● TRY IT
Repeat the lines beginning at the one with "Where can the cow's leg" and running to the end of the material, keeping the first and last of them, exactly as they appear.

● AVAILABLE DATA
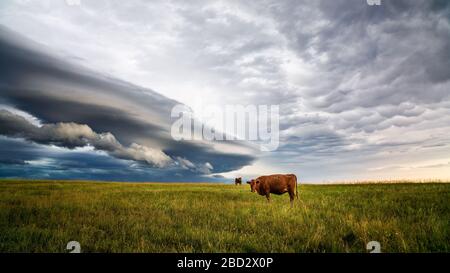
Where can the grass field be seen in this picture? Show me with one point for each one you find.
(42, 216)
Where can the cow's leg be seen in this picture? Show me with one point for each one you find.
(291, 197)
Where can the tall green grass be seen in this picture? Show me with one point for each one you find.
(43, 216)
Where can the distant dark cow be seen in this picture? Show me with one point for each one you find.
(276, 184)
(238, 181)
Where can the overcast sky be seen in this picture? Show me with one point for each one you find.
(86, 90)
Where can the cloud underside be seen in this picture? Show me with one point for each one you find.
(80, 108)
(361, 88)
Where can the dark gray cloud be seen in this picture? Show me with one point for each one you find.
(72, 135)
(79, 107)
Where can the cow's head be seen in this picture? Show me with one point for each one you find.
(254, 184)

● RESPONSE TO THIS EXERCISE
Where can the cow's leg be seen in this picture? Show me with one point for each one you find.
(291, 197)
Where can the tall green grass be seen in this picture? Show me with one point for each one you find.
(43, 216)
Where can the distant dark cow be seen in this picture? Show me with one point for each one you find.
(276, 184)
(238, 181)
Where can the overcast sky be seen in this picture? Show me with one point for each one you find.
(86, 90)
Where can the cloud underside be seen in this picture? Show me with one point for each one you find.
(80, 108)
(361, 88)
Where can the dark gray cloud be seen in this picture? Show me with one point for each one you find.
(72, 135)
(79, 107)
Where can the cow's head be seen in this picture? Show me with one point for each one you find.
(254, 184)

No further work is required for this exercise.